EXERCISE SET:
1. According to the article on glass displays, what did Corning introduce in November 2014?
2. Summarize the article on glass displays in two sentences.
3. Resume the article on glass displays from where it stops.

EXTRACT:
--------------------------------
Why Glass Displays Beat Sapphire
As we approach the launch of the newest iPhone, I decided to look into why glass displays are so popular.
As you may recall, the tech industry wasbuzzing about Apple potentially using sapphire screens in last fall’s iPhones. But while Apple was heading in that direction, the fiasco with its sapphire supplier pretty much killed the idea. It seems Apple has now settled on using glass as its screen material of choice, but so has Samsung and most other high-end smartphone makers.
There is good reason to do so. Glass—specifically advanced glass—remains the leading material in our display-driven world. Its advantage lies in its unique ability to meet numerous needs, from the display inside the device to the cover or touch surface.
As I researched this subject, I found that over the last year, some of the key anticipated innovations in glass have started to take shape. And it appears that Corning is leading this charge. Here’s why glass has become the main displays used in our most of our tech devices:
- In November 2014, Corning introduced Corning Gorilla Glass 4. It was formulated to address consumers’ No. 1 concern: screen breakage. Gorilla Glass 4 performs up to two times better than competitive glass designs and is being adopted by OEMs at a rapid pace. It’s just as thin and light as previous versions, but has been formulated to deliver dramatically improved drop performance. Also in the works is something called Phire, which most likely will deliver even greater scratch resistance as well as even stronger displays.
- The adoption of shaped glass (3D or 2.5D) continues to expand in 2015. Corning expects it to continue as conformable displays enable new functionality. Shaped glass brings new challenges for device reliability, and customers have chosen Gorilla Glass to meet those tough new requirements, including the Galaxy S6 Edge, which launched with Gorilla Glass 4. This is a big deal as we anticipate more unique designs in mobile devices that go beyond them having just flat surfaces.
--------------------------------
Items from a dataset:
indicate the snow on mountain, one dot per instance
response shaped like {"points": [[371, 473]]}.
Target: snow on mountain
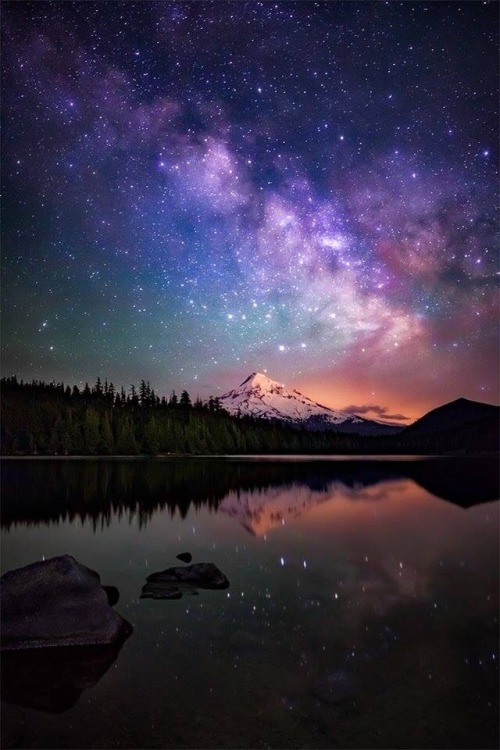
{"points": [[259, 396]]}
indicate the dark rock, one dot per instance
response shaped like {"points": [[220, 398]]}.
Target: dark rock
{"points": [[113, 595], [161, 591], [200, 575], [57, 602], [52, 679], [174, 582]]}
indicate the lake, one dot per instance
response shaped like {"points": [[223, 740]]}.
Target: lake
{"points": [[362, 610]]}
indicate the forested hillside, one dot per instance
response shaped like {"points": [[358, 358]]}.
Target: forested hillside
{"points": [[50, 418], [40, 418]]}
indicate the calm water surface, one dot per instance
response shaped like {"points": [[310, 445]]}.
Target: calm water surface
{"points": [[362, 610]]}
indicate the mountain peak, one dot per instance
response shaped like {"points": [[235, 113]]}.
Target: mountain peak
{"points": [[260, 396], [258, 379]]}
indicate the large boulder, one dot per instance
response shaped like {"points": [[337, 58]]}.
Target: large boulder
{"points": [[57, 602]]}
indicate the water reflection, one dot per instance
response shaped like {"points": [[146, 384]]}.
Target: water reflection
{"points": [[46, 491], [362, 612]]}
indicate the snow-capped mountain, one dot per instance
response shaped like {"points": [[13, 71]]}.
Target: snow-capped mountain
{"points": [[259, 396]]}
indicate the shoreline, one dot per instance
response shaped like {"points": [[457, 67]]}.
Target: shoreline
{"points": [[256, 457]]}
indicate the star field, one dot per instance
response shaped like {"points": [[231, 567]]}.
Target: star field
{"points": [[197, 190]]}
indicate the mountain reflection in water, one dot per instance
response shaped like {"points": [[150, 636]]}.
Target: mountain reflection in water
{"points": [[41, 491], [362, 611]]}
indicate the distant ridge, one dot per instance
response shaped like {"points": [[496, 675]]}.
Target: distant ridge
{"points": [[455, 414]]}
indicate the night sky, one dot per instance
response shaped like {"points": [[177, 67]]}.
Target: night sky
{"points": [[195, 191]]}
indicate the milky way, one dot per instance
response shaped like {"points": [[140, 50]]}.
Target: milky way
{"points": [[193, 191]]}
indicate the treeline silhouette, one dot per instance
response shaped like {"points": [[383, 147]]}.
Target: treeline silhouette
{"points": [[40, 418], [51, 418]]}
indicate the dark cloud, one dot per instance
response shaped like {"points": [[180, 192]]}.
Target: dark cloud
{"points": [[380, 411]]}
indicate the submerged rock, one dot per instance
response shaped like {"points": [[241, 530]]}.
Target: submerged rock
{"points": [[201, 575], [57, 602], [172, 583]]}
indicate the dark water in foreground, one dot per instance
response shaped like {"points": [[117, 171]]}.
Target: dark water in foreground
{"points": [[362, 610]]}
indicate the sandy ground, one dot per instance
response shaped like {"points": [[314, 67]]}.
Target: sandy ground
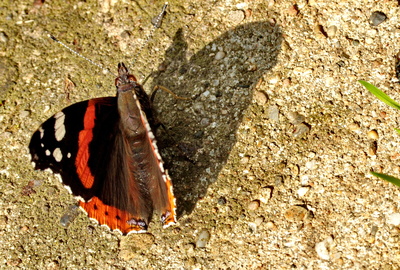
{"points": [[270, 158]]}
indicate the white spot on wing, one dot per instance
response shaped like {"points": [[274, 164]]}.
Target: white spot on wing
{"points": [[59, 126], [79, 198], [68, 189], [57, 154], [41, 130], [58, 176], [133, 231], [96, 221]]}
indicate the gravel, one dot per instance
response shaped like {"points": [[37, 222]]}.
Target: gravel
{"points": [[304, 57]]}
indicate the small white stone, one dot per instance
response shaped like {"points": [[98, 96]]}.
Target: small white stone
{"points": [[219, 55], [322, 250], [302, 191], [394, 219]]}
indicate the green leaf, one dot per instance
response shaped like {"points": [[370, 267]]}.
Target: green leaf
{"points": [[388, 178], [379, 94]]}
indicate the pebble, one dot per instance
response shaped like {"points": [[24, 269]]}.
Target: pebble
{"points": [[236, 16], [354, 127], [222, 200], [373, 134], [204, 237], [322, 248], [258, 220], [253, 205], [245, 160], [302, 191], [286, 82], [204, 122], [24, 114], [296, 213], [394, 219], [260, 98], [69, 216], [373, 147], [273, 113], [293, 10], [377, 17], [301, 130], [331, 31], [265, 194], [271, 225], [295, 118], [219, 55], [3, 37], [134, 244]]}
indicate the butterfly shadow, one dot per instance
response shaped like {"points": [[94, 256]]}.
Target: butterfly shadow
{"points": [[220, 80]]}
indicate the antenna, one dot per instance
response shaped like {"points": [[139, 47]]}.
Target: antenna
{"points": [[156, 21]]}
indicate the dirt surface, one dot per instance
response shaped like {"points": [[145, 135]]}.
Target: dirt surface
{"points": [[270, 157]]}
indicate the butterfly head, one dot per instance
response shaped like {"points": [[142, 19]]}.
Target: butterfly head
{"points": [[125, 82]]}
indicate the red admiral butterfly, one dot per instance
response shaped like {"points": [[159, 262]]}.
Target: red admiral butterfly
{"points": [[107, 156], [106, 153]]}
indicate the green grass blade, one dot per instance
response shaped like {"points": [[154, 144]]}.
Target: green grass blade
{"points": [[388, 178], [379, 94]]}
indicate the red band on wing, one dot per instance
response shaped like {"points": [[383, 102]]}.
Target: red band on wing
{"points": [[113, 217], [85, 137]]}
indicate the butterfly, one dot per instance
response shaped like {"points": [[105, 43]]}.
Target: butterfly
{"points": [[106, 154]]}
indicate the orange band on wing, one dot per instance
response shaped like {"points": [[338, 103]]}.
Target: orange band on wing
{"points": [[85, 137]]}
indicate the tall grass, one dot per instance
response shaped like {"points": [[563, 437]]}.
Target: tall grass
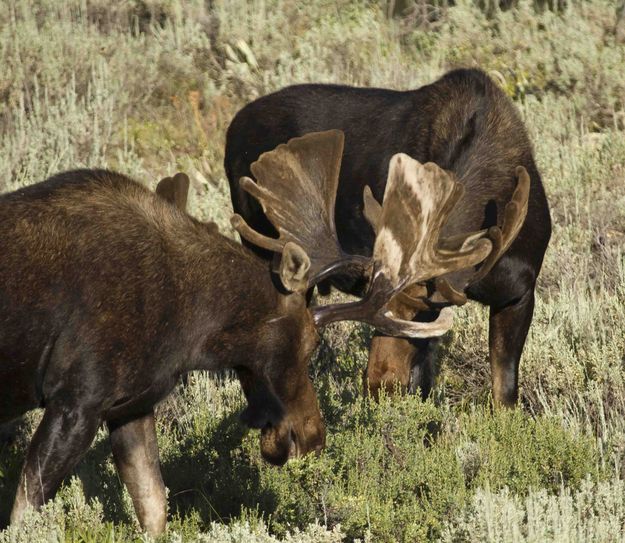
{"points": [[149, 86]]}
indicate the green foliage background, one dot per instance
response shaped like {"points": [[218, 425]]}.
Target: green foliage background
{"points": [[149, 86]]}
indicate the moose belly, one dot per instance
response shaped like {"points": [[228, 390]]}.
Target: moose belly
{"points": [[132, 404]]}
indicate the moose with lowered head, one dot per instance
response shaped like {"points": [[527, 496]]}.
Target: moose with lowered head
{"points": [[466, 125], [109, 292]]}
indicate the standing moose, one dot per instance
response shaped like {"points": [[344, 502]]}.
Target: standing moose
{"points": [[463, 123], [108, 293]]}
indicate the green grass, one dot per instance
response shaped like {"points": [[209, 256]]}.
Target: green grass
{"points": [[149, 86]]}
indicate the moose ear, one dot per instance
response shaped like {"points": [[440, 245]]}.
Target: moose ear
{"points": [[175, 190], [294, 267]]}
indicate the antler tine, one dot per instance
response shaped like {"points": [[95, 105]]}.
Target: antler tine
{"points": [[175, 189], [296, 186], [417, 202], [513, 218], [372, 210]]}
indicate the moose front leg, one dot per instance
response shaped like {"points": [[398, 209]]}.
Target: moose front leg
{"points": [[389, 364], [404, 363], [135, 452], [60, 441], [508, 327]]}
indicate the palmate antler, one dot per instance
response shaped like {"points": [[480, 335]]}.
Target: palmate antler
{"points": [[417, 202], [296, 186], [501, 238]]}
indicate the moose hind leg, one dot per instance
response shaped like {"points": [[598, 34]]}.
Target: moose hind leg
{"points": [[135, 452], [508, 327], [424, 366], [60, 441]]}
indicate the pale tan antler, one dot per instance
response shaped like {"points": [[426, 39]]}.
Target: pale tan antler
{"points": [[501, 238], [296, 186], [417, 201], [175, 190]]}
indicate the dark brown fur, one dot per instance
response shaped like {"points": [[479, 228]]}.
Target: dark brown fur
{"points": [[464, 123], [108, 294]]}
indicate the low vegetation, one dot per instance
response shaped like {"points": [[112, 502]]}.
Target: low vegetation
{"points": [[149, 86]]}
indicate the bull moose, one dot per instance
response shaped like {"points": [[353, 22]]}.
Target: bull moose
{"points": [[463, 123], [109, 292]]}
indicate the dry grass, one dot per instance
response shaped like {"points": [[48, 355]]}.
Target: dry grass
{"points": [[149, 86]]}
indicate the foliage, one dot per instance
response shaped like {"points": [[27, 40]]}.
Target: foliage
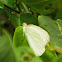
{"points": [[13, 43]]}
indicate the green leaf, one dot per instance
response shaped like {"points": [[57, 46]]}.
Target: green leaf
{"points": [[58, 59], [28, 18], [42, 7], [58, 6], [31, 1], [7, 53], [59, 22], [52, 28], [15, 19], [18, 36], [36, 59], [1, 5], [48, 56], [10, 3]]}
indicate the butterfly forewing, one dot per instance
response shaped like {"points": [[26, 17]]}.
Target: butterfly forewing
{"points": [[37, 38]]}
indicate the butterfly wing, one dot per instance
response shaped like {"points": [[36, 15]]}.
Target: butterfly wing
{"points": [[37, 38]]}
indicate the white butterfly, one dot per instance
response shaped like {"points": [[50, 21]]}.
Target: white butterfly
{"points": [[37, 38]]}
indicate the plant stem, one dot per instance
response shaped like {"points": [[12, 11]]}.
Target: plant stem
{"points": [[25, 7]]}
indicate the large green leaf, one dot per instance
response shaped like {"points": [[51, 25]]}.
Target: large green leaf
{"points": [[37, 59], [28, 18], [15, 19], [7, 53], [31, 1], [58, 59], [52, 28], [10, 3], [48, 56], [18, 38], [1, 5]]}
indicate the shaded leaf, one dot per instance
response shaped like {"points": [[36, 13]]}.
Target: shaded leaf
{"points": [[52, 28]]}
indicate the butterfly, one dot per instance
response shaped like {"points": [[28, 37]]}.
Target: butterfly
{"points": [[37, 38]]}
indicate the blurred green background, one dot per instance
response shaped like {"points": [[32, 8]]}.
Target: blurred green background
{"points": [[44, 13]]}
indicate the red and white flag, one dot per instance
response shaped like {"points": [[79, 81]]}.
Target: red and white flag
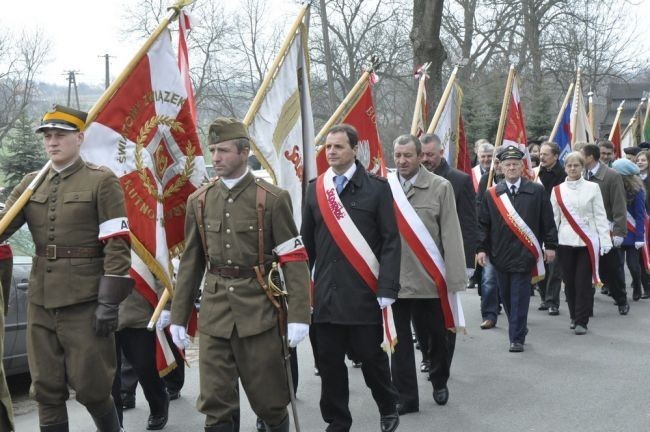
{"points": [[362, 116], [146, 134], [515, 129]]}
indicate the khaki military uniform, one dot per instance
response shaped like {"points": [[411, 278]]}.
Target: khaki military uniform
{"points": [[6, 409], [239, 338], [73, 208]]}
--------------------------------
RESPONSES BY TASK:
1. Corning introduced Corning Gorilla Glass 4.

2. After the fiasco with its sapphire supplier ended Apple's move toward sapphire screens, Apple settled on glass, as did Samsung and most other high-end smartphone makers, because advanced glass can meet many needs, from the display inside the device to the touch surface. Corning is leading innovation in glass with Gorilla Glass 4, which improves drop performance, and with shaped glass, whose adoption continues to expand in 2015.

3.
- Flexibility and adaptability are key to the future of mobile devices. We are already seeing the shrinking of devices onto the wrist with theApple Watch and other smartwatches. This is only the beginning of a new wave of wearables. The materials that cover these devices need to adapt to 3D shapes and curves. In some cases there may be a requirement for the material to “flex” and perhaps one day even fold. Industrially manufactured sapphire doesn’t bend, unlike a thin sheet of Gorilla Glass. In talking with some of the big players of mobile devices, I was a bit surprised about how much they want to “bend” a device’s screen.
- Chinese smartphone manufacturer ZTE announced that its latest flagship smartphone, the ZTE Axon, will be the first to use Antimicrobial Corning Gorilla Glass. It is formulated to combine the durability and scratch resistance attributes of Corning Gorilla Glass with a built-in antimicrobial agent to deliver a tough cover glass that fights the growth of stain- and odor-causing bacteria over the lifetime of the device. The antimicrobial property is intrinsic to the glass so it is able to maintain the mechanical toughness and optical clarity of Corning Gorilla Glass. This is especially important for equipment used in hospitals and other health-related settings.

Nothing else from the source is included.